Start of Given text
Dr. Nikola "Niko" Miljanić (Serbian Cyrillic: Никола "Нико" Миљанић; 1892 – 20 October 1957) was a Montenegrin and Serbian anatomist and surgeon, professor of anatomy at Belgrade Medical School, resistance participant during World War II and the president of Montenegrin wartime Assembly.

He was one of the founders of the Belgrade Medical School, which is today part of the University of Belgrade, and has held the first lecture on the newly formed school on December 12, 1920. He has been a full professor of anatomy during the period 1920—1934, then held lectures on surgery propaedeutics from 1935 until 1947. He was relieved from the faculty in 1954. Professor Miljanić was the author of the first textbooks of anatomy in Serbian, a monograph on asepsis, as well as a lot of scientific articles on anatomy and surgery in different journals in Yugoslavia and abroad. As a French ex-pupil he was elected president of the French ex-pupils Association and the founder of the bilingual Serbian-French journal Anali medicine i hirurgije (Annals of Medicine and Surgery), published 1927-1934.
End of Given text
## What is needed
Summarize the passage about Nikola Miljanić in two sentences. The lines after this have no connection to the passage about Nikola Miljanić.
Start of Data extract
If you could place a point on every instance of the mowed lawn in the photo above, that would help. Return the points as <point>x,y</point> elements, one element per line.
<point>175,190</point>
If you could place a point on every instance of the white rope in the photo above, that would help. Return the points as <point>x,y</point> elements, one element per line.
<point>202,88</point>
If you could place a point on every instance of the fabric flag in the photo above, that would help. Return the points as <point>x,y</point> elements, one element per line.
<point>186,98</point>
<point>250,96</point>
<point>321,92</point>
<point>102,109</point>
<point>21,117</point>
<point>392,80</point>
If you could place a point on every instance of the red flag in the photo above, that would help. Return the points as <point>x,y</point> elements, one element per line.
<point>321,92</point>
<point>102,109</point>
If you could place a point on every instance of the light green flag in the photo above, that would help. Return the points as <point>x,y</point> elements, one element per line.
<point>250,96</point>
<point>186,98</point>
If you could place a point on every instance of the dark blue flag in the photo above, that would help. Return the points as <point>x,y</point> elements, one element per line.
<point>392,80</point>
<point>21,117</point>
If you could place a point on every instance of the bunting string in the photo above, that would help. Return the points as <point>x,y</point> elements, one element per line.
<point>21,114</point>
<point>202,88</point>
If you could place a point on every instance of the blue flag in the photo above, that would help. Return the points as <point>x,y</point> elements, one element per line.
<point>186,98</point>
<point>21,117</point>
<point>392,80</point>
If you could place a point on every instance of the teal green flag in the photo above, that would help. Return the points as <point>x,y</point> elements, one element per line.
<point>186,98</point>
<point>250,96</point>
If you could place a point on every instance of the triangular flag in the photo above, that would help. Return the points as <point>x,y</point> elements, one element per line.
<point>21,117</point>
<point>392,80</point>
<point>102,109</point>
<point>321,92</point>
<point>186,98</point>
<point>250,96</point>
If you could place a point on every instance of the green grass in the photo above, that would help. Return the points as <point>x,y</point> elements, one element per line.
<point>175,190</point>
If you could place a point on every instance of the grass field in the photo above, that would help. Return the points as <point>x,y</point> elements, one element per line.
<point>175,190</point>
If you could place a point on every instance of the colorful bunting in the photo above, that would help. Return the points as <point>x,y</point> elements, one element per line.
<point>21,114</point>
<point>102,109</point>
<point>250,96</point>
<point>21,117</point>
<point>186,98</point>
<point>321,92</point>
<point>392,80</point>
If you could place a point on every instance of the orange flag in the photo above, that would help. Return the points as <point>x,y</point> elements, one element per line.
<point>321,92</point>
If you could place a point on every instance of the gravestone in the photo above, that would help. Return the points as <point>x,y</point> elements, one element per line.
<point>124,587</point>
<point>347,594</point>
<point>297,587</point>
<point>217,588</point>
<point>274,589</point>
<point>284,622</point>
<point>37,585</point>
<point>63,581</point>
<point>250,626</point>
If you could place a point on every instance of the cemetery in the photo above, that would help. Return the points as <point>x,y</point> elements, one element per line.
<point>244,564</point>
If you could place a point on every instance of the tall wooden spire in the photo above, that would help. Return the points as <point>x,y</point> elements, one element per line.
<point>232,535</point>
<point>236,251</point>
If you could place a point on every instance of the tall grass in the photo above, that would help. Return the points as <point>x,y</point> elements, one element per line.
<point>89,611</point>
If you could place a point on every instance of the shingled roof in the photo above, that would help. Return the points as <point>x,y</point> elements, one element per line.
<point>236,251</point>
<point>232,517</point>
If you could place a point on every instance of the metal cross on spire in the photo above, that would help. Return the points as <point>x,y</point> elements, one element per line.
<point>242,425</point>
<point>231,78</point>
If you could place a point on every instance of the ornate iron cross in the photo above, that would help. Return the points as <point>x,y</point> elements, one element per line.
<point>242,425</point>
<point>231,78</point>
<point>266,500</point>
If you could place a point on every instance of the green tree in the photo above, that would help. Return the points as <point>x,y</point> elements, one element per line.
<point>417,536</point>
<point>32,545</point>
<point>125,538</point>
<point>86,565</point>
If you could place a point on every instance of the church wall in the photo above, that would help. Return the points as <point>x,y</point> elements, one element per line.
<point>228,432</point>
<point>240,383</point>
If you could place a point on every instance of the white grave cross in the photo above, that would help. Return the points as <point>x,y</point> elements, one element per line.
End of Data extract
Start of Data extract
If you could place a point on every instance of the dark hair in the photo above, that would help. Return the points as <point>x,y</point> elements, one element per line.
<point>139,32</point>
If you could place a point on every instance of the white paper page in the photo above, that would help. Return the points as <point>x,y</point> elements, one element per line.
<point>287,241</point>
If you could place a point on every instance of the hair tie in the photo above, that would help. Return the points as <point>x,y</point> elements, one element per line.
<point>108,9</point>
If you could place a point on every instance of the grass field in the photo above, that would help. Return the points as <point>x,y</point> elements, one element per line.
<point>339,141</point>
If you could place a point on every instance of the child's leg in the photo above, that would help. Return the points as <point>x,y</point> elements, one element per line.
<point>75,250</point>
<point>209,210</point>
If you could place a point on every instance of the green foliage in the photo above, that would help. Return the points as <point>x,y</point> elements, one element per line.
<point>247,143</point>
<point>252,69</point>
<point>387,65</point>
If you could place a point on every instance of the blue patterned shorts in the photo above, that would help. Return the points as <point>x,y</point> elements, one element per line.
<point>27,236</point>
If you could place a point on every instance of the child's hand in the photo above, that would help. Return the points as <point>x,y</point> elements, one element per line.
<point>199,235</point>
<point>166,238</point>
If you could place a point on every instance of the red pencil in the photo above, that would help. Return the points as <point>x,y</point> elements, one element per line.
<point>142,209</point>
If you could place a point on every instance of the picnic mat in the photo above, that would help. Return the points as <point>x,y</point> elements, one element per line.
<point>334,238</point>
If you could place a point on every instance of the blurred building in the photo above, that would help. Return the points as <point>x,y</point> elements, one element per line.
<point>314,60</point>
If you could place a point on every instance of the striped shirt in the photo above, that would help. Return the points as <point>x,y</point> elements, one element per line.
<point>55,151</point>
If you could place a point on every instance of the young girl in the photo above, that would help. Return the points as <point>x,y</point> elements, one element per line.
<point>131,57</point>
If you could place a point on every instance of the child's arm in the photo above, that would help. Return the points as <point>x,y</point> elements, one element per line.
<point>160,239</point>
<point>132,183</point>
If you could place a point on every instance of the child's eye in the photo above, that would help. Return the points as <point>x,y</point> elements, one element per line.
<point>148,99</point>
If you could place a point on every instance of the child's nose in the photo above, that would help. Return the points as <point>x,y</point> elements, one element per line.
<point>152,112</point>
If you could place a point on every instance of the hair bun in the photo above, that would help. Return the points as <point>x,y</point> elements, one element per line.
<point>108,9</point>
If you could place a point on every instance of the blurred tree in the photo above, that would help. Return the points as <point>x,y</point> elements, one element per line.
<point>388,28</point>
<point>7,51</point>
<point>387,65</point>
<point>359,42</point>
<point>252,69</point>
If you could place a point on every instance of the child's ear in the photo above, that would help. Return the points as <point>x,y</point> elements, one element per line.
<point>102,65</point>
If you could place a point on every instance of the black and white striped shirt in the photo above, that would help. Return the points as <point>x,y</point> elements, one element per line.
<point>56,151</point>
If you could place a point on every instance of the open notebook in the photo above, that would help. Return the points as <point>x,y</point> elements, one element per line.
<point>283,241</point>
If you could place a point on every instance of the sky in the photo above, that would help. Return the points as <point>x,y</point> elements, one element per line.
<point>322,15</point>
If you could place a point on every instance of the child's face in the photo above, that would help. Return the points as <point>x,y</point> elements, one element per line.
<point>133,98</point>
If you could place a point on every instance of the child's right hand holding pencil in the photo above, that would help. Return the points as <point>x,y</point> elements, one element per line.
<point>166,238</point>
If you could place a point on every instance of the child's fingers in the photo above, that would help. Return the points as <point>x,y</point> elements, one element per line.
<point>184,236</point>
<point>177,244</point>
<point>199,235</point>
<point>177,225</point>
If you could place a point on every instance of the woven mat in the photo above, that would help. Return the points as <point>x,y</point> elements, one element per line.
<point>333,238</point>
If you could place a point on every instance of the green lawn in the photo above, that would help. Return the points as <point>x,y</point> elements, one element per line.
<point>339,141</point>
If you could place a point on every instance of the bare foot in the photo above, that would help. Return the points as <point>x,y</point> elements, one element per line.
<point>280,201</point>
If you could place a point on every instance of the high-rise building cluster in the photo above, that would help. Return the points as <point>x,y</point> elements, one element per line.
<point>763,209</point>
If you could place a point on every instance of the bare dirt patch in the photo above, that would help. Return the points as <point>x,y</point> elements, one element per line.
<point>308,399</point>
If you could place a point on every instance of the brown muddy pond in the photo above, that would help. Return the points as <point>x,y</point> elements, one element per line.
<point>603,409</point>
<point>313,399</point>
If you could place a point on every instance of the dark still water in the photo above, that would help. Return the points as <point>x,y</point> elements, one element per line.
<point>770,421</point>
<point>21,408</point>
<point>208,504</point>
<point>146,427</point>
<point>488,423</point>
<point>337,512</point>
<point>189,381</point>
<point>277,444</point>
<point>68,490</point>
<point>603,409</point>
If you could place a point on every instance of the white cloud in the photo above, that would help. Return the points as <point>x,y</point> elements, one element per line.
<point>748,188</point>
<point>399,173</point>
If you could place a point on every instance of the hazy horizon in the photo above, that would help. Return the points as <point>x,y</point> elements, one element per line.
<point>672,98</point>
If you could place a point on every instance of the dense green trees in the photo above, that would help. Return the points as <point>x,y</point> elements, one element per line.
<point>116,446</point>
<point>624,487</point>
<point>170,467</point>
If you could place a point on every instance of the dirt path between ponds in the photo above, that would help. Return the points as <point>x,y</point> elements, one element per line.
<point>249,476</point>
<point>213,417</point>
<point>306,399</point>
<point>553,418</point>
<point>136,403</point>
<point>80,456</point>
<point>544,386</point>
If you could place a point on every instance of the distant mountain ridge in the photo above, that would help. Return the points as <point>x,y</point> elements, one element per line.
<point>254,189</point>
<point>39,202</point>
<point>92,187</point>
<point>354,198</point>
End of Data extract
## Answer section
Nikola "Niko" Miljanić (1892–1957) was a Montenegrin and Serbian anatomist and surgeon who took part in the resistance during World War II and was president of the Montenegrin wartime Assembly. He helped found the Belgrade Medical School, gave its first lecture in 1920, taught anatomy and later surgery propaedeutics, and wrote the first anatomy textbooks in Serbian.